*** PASSAGE SHOWN ***

Road To The Olympic Games

Equestrian

4 reasons to watch Olympic equestrian jumping

All four Canadian riders advanced to the next round in equestrian jumping at the Rio Olympics, which is just one of the reasons to watch as the competition continues Tuesday.

Canadians show early signs of success as competition takes shape

Canada's Amy Millar, riding Heros, had a clear round in her Olympic debut in jumping at the Rio Olympics on Sunday. (John Locher/The Associated Press)

The third and final equestrian event at the Rio Olympics got underway on Sunday morning with Canada off to a strong start, advancing all four riders to the next round. 

The horse and rider combinations must traverse a series of jumps that test their ability and stamina as a team.

In case that isn't enough to pique your interest, here are four reasons that jumping is a must-watch for any sports fan:

Two hearts

The equestrian world has brought the #TwoHearts trend to social media, which is a fitting reminder that this sport is dependent on a unique connection between horse and rider. At the Olympic level, it is especially important to find the right combination to form a competitive team.

Canada's Ian Millar was forced to bow out of what would have been his record 11th Olympic Games because his top horse required surgery, which left the 69-year-old without a teammate that could realistically threaten for a medal. Like any sport, it takes years of preparation to reach this level.

***

__WORK ORDER__.
Pick up the article on Olympic equestrian jumping after its last sentence and keep writing it. The records that follow were taken from a separate source.

*** AVAILABLE DATA ***

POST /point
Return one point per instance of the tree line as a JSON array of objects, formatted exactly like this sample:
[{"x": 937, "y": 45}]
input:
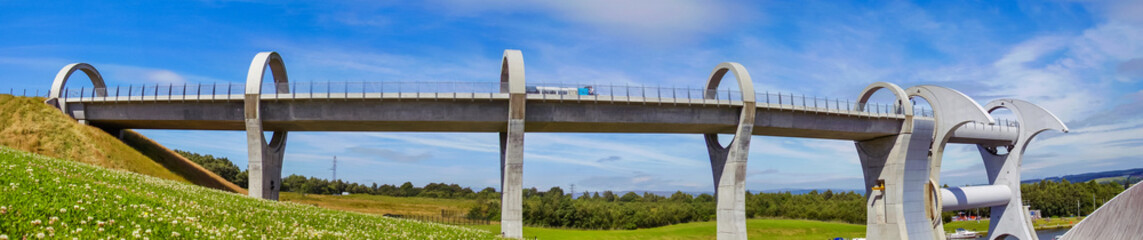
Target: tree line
[{"x": 632, "y": 210}]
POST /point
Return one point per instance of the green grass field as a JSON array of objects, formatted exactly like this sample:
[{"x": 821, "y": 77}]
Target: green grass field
[
  {"x": 42, "y": 197},
  {"x": 29, "y": 125},
  {"x": 382, "y": 205},
  {"x": 756, "y": 229},
  {"x": 1039, "y": 224}
]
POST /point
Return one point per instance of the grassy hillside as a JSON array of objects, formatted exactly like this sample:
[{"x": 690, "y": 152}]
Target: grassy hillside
[
  {"x": 62, "y": 199},
  {"x": 382, "y": 205},
  {"x": 756, "y": 229},
  {"x": 29, "y": 125},
  {"x": 1038, "y": 224},
  {"x": 177, "y": 164}
]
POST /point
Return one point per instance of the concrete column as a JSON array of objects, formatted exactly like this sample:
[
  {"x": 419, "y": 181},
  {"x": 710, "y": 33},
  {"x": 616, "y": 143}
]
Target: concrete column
[
  {"x": 265, "y": 159},
  {"x": 728, "y": 164},
  {"x": 512, "y": 82},
  {"x": 1013, "y": 218},
  {"x": 951, "y": 109},
  {"x": 884, "y": 164}
]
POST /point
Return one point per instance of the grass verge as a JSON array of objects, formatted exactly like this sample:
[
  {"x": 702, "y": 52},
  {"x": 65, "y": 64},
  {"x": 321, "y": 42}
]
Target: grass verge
[
  {"x": 29, "y": 125},
  {"x": 756, "y": 229},
  {"x": 42, "y": 197},
  {"x": 382, "y": 205}
]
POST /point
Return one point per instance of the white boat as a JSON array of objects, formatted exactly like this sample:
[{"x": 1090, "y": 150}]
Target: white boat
[{"x": 961, "y": 233}]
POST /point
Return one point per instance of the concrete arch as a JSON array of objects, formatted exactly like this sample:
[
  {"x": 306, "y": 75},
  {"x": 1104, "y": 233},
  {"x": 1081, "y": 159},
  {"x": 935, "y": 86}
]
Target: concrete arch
[
  {"x": 1012, "y": 218},
  {"x": 265, "y": 159},
  {"x": 728, "y": 164},
  {"x": 951, "y": 109},
  {"x": 512, "y": 72},
  {"x": 512, "y": 82},
  {"x": 61, "y": 81},
  {"x": 745, "y": 85},
  {"x": 902, "y": 96},
  {"x": 882, "y": 164}
]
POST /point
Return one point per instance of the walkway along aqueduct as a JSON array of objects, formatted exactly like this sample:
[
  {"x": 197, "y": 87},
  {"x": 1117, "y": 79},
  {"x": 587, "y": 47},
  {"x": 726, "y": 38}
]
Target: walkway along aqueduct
[{"x": 900, "y": 148}]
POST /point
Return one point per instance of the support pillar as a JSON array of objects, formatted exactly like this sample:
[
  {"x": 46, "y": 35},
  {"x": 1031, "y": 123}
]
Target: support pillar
[
  {"x": 884, "y": 161},
  {"x": 265, "y": 158},
  {"x": 1004, "y": 168},
  {"x": 728, "y": 164},
  {"x": 512, "y": 146}
]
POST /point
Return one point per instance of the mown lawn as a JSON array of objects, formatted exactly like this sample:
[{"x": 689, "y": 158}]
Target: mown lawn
[
  {"x": 756, "y": 229},
  {"x": 49, "y": 198},
  {"x": 983, "y": 225},
  {"x": 382, "y": 205}
]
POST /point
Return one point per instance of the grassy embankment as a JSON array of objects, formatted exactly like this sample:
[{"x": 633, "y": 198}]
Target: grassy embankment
[
  {"x": 382, "y": 205},
  {"x": 1038, "y": 224},
  {"x": 756, "y": 229},
  {"x": 29, "y": 125},
  {"x": 65, "y": 199}
]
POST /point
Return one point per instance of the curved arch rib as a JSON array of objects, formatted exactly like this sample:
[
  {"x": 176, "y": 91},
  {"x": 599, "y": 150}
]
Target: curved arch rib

***

__TASK RESPONSE__.
Thrills and spills

Despite all the time spent together, sometimes a horse and rider have a difference of opinion.

With this in mind, there is never a shortage of excitement when every course features water elements, walls and jumps that are over five feet in height. 

Equal competition

It is the only Olympic sport where men and women compete together for the same medals. Additionally, age isn't a factor. There aren't any other sports where a daughter can step in to replace her father in competition. That's exactly what Amy Millar was able to do and she posted a clear round in her Olympic debut for Canada on Sunday. It's actually Amy and Ian's hope to compete side by side in the future. 

Canada's veteran Eric Lamaze also rode clear, while teammates Tiffany Foster and Yann Candele each took down a rail. 

Anything can happen

The jumping event stretches across four days of competition and includes five rounds of action, which keeps it wide open for anything to happen. One off day or trip up could leave room for an upset.

The team jumping favourites had only one rider claim a clear round in the first day of competition, as three of the four Americans collected a fault, while the same happened with the defending Olympic champion British squad.

There has also never been an individual who has managed to earn back-to-back Olympic titles and Switzerland's reigning gold medallist Steve Guerdat will look to become the first to manage the feat as jumping continues Tuesday at 9 a.m. ET.